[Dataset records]
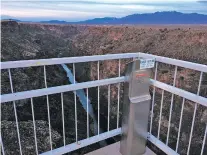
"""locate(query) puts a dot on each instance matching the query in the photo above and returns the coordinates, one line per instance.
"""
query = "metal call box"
(136, 107)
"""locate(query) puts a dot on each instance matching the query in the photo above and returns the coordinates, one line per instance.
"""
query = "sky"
(77, 10)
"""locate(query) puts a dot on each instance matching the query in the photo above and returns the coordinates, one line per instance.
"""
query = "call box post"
(136, 107)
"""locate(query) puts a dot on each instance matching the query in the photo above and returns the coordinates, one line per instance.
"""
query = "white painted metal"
(187, 95)
(76, 119)
(48, 108)
(175, 62)
(118, 96)
(73, 87)
(98, 99)
(53, 61)
(171, 105)
(59, 89)
(83, 143)
(180, 124)
(15, 113)
(204, 140)
(34, 126)
(194, 114)
(153, 98)
(109, 97)
(87, 114)
(1, 146)
(158, 135)
(63, 118)
(1, 142)
(161, 145)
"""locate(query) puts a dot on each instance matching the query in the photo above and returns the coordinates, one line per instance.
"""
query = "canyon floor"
(25, 41)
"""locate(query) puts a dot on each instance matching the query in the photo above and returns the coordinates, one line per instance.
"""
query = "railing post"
(136, 107)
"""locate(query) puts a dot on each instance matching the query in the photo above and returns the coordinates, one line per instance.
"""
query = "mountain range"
(166, 17)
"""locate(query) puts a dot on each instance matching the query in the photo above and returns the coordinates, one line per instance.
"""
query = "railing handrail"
(72, 87)
(54, 61)
(64, 60)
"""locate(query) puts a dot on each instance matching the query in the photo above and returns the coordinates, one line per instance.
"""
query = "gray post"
(136, 107)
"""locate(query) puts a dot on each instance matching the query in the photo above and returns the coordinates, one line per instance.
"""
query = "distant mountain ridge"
(166, 17)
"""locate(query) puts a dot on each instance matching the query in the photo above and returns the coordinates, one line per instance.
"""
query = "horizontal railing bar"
(180, 63)
(83, 143)
(190, 96)
(59, 89)
(161, 145)
(54, 61)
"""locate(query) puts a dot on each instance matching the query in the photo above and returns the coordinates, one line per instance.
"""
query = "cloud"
(86, 9)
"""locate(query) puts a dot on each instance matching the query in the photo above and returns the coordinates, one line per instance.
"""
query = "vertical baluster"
(1, 146)
(87, 114)
(63, 118)
(204, 140)
(194, 114)
(158, 135)
(118, 95)
(109, 96)
(76, 123)
(1, 142)
(15, 113)
(34, 126)
(180, 124)
(171, 106)
(98, 99)
(153, 98)
(48, 108)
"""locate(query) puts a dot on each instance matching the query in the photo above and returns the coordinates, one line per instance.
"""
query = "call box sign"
(147, 63)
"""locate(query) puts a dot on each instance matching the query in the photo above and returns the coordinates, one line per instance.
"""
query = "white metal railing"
(14, 96)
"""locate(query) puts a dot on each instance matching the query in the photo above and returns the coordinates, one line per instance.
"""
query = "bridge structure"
(155, 140)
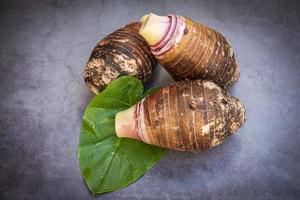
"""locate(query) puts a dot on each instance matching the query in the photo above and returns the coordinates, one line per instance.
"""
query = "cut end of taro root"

— What needs to be done —
Each entry should appear again exactly as written, pictures excluded.

— Response to the exercise —
"""locate(query) puts a dot on each instance matching the query in the photo above and returns the coordinates, one line per instance.
"""
query = "metal call box"
(136, 107)
"""locate(query) puts a dot on each instance matching the query in the photo above and returns the coordinates, one line per instance.
"""
query = "sky"
(77, 10)
"""locate(query) puts a dot on each instance matching the query in the photo above and returns the coordinates, one line per instance.
"""
query = "call box post"
(136, 107)
"""locate(query) puts a dot on each instance matching the query in the photo above and returns the coordinates, one line per instance.
"""
query = "white painted metal"
(187, 95)
(76, 119)
(48, 108)
(175, 62)
(118, 96)
(73, 87)
(98, 99)
(53, 61)
(171, 105)
(59, 89)
(83, 143)
(180, 124)
(15, 113)
(204, 140)
(34, 126)
(194, 114)
(153, 98)
(109, 97)
(87, 114)
(1, 146)
(158, 135)
(63, 118)
(1, 142)
(161, 145)
"""locate(query) puts a dot on each instance matching the query in the photo above and returns the coordinates, one line per instance.
"""
query = "canyon floor"
(25, 41)
"""locate(query) puts a dot on each instance matching the query in the photo above and returns the coordinates, one line per instance.
"""
query = "railing post"
(136, 107)
"""locate(query) puts a dot on each instance matching the query in the photo above and returns the coordinates, one line per instance.
"""
query = "mountain range"
(166, 17)
"""locate(query) puts a dot on each instance matching the query in the photo above and returns the coordinates, one line per instance.
"""
query = "railing handrail"
(72, 87)
(54, 61)
(64, 60)
"""locate(query) puts a dot on each instance matching the query in the photo above and returns the coordinates, one line per instance.
"""
query = "gray post"
(136, 107)
"""locate(query) puts a dot on each instance matching the query in the photo above and returns the coordinates, one line per instance.
"""
query = "distant mountain ridge"
(166, 17)
"""locate(query) puts a dot on each instance matching the query in the photo above and returns the coordinates, one line per instance.
"""
query = "horizontal railing bar"
(180, 63)
(83, 143)
(190, 96)
(59, 89)
(161, 145)
(54, 61)
"""locate(query) puts a dot on each instance matching the query in the photo above and returns the coordinates, one line per instance.
"""
query = "cloud"
(86, 9)
"""locate(query) puts a dot on each instance matching the query in the photo above and returns the coordinates, one line per instance.
"""
query = "vertical baluster"
(1, 146)
(87, 114)
(63, 118)
(204, 140)
(194, 114)
(158, 135)
(118, 95)
(109, 96)
(76, 123)
(1, 142)
(15, 113)
(34, 126)
(180, 124)
(171, 106)
(98, 99)
(153, 98)
(48, 108)
"""locate(query) puts a dot on each instance matching the query in the photo above and returns the coordinates, one line per instance.
"""
query = "call box sign"
(147, 63)
"""locate(query) puts a dot on each instance matching the query in the photo above and returns the coordinates, one line per instance.
"""
query = "white metal railing"
(14, 96)
"""locate(query) puts a dot on each instance matching the query in the photo above and returns the coordinates, one line per instance.
"""
query = "bridge structure"
(155, 140)
"""locate(query) puts a dot on each instance matching the query in the photo above and returns the coordinates, one line per instance.
"""
query = "cut end of taro root"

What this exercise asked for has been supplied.